* BEGIN Records supplied *
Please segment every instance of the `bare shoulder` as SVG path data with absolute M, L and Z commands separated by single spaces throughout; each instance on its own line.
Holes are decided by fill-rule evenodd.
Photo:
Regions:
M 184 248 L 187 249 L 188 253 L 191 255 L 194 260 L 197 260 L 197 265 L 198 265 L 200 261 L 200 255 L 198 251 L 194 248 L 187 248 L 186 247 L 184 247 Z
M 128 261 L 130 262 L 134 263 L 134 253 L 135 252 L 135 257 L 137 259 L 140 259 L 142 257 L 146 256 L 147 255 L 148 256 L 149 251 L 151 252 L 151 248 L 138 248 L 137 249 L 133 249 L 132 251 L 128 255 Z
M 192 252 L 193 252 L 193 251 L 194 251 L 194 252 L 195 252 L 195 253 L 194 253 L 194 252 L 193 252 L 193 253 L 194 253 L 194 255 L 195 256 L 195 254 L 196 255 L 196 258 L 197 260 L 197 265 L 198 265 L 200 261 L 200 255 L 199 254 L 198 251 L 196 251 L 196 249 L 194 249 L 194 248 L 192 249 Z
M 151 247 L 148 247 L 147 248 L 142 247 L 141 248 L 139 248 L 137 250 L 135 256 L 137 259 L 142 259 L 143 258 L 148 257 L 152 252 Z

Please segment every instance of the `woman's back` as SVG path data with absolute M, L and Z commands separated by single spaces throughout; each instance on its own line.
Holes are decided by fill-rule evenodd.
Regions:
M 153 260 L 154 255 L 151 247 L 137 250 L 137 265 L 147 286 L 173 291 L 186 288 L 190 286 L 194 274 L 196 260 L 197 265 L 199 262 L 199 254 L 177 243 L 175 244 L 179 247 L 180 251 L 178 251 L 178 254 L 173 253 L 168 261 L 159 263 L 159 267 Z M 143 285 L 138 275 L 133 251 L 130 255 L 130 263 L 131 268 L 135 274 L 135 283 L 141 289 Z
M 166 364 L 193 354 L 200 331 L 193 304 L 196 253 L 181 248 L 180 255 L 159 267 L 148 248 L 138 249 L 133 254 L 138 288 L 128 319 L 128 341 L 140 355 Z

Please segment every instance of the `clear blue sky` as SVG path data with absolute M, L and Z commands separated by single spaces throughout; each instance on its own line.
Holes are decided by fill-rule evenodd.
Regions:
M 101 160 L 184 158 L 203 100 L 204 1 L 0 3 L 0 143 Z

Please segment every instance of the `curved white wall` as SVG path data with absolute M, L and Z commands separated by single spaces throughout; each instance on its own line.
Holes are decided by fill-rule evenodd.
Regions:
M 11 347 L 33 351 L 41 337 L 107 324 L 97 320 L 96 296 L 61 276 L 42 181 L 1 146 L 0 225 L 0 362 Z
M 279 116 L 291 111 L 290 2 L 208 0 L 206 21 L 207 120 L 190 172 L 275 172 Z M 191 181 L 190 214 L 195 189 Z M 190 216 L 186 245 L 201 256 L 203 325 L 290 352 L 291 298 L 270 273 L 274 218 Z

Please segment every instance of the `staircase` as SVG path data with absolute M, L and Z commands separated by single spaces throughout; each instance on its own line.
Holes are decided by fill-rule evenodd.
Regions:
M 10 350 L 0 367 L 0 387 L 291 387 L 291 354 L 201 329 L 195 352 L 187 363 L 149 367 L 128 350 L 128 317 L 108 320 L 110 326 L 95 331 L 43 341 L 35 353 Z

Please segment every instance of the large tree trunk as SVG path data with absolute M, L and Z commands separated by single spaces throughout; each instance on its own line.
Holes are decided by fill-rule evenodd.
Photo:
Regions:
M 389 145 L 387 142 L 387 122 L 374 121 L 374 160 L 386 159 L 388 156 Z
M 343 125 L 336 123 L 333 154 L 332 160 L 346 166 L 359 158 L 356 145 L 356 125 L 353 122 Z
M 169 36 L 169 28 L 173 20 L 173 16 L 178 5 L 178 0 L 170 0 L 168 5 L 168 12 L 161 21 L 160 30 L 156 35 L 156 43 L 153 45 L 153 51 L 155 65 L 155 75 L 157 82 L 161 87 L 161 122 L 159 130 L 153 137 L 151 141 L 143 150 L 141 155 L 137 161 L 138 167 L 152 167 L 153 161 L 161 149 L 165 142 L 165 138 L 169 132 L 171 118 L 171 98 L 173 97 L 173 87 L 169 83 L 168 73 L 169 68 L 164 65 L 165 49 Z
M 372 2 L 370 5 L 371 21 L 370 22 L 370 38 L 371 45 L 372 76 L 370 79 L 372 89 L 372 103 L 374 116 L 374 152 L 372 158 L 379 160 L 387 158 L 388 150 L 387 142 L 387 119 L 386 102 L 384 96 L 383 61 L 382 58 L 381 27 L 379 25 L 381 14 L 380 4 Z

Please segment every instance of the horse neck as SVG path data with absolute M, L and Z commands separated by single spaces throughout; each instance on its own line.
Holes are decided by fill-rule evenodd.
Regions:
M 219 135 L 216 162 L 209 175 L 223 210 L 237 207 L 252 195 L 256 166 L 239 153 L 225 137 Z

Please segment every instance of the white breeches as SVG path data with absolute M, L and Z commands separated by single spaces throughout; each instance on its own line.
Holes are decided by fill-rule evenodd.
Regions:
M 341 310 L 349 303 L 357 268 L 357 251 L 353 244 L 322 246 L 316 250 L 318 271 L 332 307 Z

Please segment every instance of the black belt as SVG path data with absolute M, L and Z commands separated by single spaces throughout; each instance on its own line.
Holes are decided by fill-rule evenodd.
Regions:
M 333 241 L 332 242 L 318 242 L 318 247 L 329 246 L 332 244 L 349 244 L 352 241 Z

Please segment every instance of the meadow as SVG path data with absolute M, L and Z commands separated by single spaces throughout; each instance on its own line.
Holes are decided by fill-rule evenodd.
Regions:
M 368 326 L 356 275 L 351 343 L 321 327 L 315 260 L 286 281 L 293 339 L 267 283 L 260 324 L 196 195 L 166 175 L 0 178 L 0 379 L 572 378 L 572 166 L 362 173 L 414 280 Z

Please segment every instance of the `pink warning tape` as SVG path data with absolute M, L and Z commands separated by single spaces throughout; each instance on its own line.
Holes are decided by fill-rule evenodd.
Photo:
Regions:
* END Records supplied *
*Aim of the task*: Output every line of the listing above again, unchanged and in the same order.

*Result of the exercise*:
Please segment every instance of the `bare shoulder` as SVG path data with absolute M, L and Z commands separated by single spaces throughout; each instance on its own line.
Holes are decided by fill-rule evenodd.
Photo:
Regions:
M 184 248 L 187 249 L 188 253 L 191 255 L 194 260 L 197 260 L 197 265 L 198 265 L 200 261 L 200 255 L 198 251 L 194 248 L 187 248 L 186 247 L 184 247 Z
M 128 261 L 130 262 L 134 263 L 134 253 L 135 252 L 135 257 L 137 259 L 140 259 L 142 257 L 146 256 L 147 255 L 148 256 L 149 251 L 151 252 L 151 248 L 138 248 L 137 249 L 133 249 L 132 251 L 128 255 Z
M 192 252 L 193 252 L 193 251 L 194 251 L 194 252 L 195 252 L 195 253 L 194 253 L 194 252 L 193 252 L 193 253 L 194 253 L 194 255 L 195 256 L 195 254 L 196 255 L 196 258 L 197 260 L 197 265 L 198 265 L 200 261 L 200 255 L 199 254 L 198 251 L 196 251 L 196 249 L 194 249 L 194 248 L 192 249 Z
M 151 247 L 148 247 L 147 248 L 142 247 L 141 248 L 139 248 L 137 250 L 135 256 L 137 259 L 142 259 L 143 258 L 148 257 L 152 252 Z

Please segment every instance of the `woman's back` as SVG path data with absolute M, L and Z commands separated by single spaces throughout; each instance on its own line.
Holes are decided by fill-rule evenodd.
Regions:
M 153 260 L 154 255 L 151 247 L 137 250 L 137 265 L 147 286 L 173 291 L 186 288 L 190 286 L 194 274 L 196 260 L 197 265 L 199 262 L 199 254 L 177 243 L 175 244 L 179 247 L 180 251 L 178 251 L 178 254 L 173 253 L 168 261 L 159 263 L 159 267 Z M 143 285 L 138 275 L 133 251 L 130 255 L 130 263 L 131 268 L 135 274 L 135 283 L 141 289 Z
M 166 364 L 193 354 L 200 331 L 193 304 L 196 253 L 181 248 L 180 255 L 159 267 L 148 248 L 138 249 L 133 254 L 138 288 L 128 319 L 128 341 L 140 355 Z

Please segment every instance of the `clear blue sky` as SVG path data with absolute M, L and Z commands separated by single spaces throughout; each instance on its own line.
Holes are decided by fill-rule evenodd.
Regions:
M 101 160 L 184 158 L 203 100 L 204 1 L 0 3 L 0 143 Z

Please segment every instance of the `curved white wall` as SVG path data with absolute M, L and Z commands separated by single spaces throughout; each instance on its own line.
Holes are decided by fill-rule evenodd.
Regions:
M 11 347 L 33 351 L 41 337 L 107 324 L 97 320 L 96 296 L 61 276 L 42 181 L 1 146 L 0 225 L 0 362 Z
M 279 116 L 291 111 L 290 2 L 208 0 L 206 21 L 207 120 L 190 172 L 275 172 Z M 191 181 L 190 214 L 195 189 Z M 190 216 L 186 245 L 201 256 L 203 325 L 290 352 L 291 298 L 270 273 L 274 218 Z

Please segment every instance of the `staircase` as SVG path data with absolute M, L and Z commands separated by single spaces throughout; each instance on its own line.
Holes are decided by fill-rule evenodd.
Regions:
M 10 350 L 0 367 L 0 387 L 291 387 L 291 354 L 201 329 L 195 352 L 187 363 L 149 367 L 128 350 L 128 317 L 108 320 L 110 326 L 95 331 L 43 341 L 35 353 Z

Please segment every instance of the large tree trunk as SVG path data with absolute M, L and Z commands separated by single spaces throughout; each instance on its own line.
Holes are decided by fill-rule evenodd.
Photo:
Regions:
M 389 145 L 387 142 L 387 122 L 374 121 L 374 160 L 386 159 L 388 156 Z
M 343 125 L 336 123 L 333 154 L 332 160 L 346 166 L 359 158 L 356 145 L 356 125 L 353 122 Z
M 169 36 L 169 28 L 173 20 L 173 16 L 178 5 L 178 0 L 170 0 L 168 5 L 168 12 L 161 21 L 160 30 L 156 35 L 156 43 L 153 45 L 153 51 L 155 65 L 155 75 L 157 82 L 161 87 L 161 122 L 159 130 L 153 137 L 151 141 L 143 150 L 141 155 L 137 161 L 138 167 L 152 167 L 153 161 L 161 149 L 165 142 L 165 138 L 169 132 L 171 118 L 171 98 L 173 97 L 173 87 L 169 83 L 168 73 L 169 68 L 164 65 L 165 49 Z
M 372 2 L 370 5 L 371 21 L 370 22 L 370 38 L 371 45 L 372 76 L 370 79 L 372 89 L 372 103 L 374 116 L 374 152 L 372 158 L 379 160 L 387 158 L 388 150 L 387 142 L 387 119 L 386 102 L 384 96 L 383 61 L 382 58 L 381 27 L 379 25 L 381 14 L 380 4 Z

Please segment every instance of the horse neck as SVG path data with absolute M, L and Z commands separated by single spaces throughout; each instance on its own line.
Holes are decided by fill-rule evenodd.
Regions:
M 219 135 L 216 162 L 209 175 L 223 210 L 237 207 L 252 195 L 256 166 L 239 153 L 225 137 Z

Please segment every instance of the white breeches as SVG path data with absolute M, L and Z commands separated by single spaces throughout; each instance on its own line.
Holes are decided by fill-rule evenodd.
Regions:
M 341 310 L 349 303 L 357 268 L 357 251 L 353 244 L 322 246 L 316 250 L 318 271 L 332 307 Z

Please segment every instance of the black belt as SVG path data with absolute M, L and Z commands separated by single spaces throughout; each instance on its own line.
Holes are decided by fill-rule evenodd.
Regions:
M 333 241 L 332 242 L 318 242 L 318 247 L 329 246 L 332 244 L 349 244 L 352 241 Z

Please segment every instance of the meadow as SVG path data with absolute M, L and Z commands separated by single spaces throughout; each instance on its own line.
Holes are decided by fill-rule evenodd.
Regions:
M 368 326 L 356 275 L 351 343 L 321 327 L 315 260 L 286 281 L 293 339 L 267 283 L 260 324 L 196 195 L 166 175 L 0 178 L 0 379 L 572 378 L 572 166 L 362 173 L 414 280 Z

Please segment every instance of the `pink warning tape` as SVG path data with absolute M, L and Z commands separated by single spaces throughout; each instance on its own line.
Holes are decided by fill-rule evenodd.
Photo:
Regions:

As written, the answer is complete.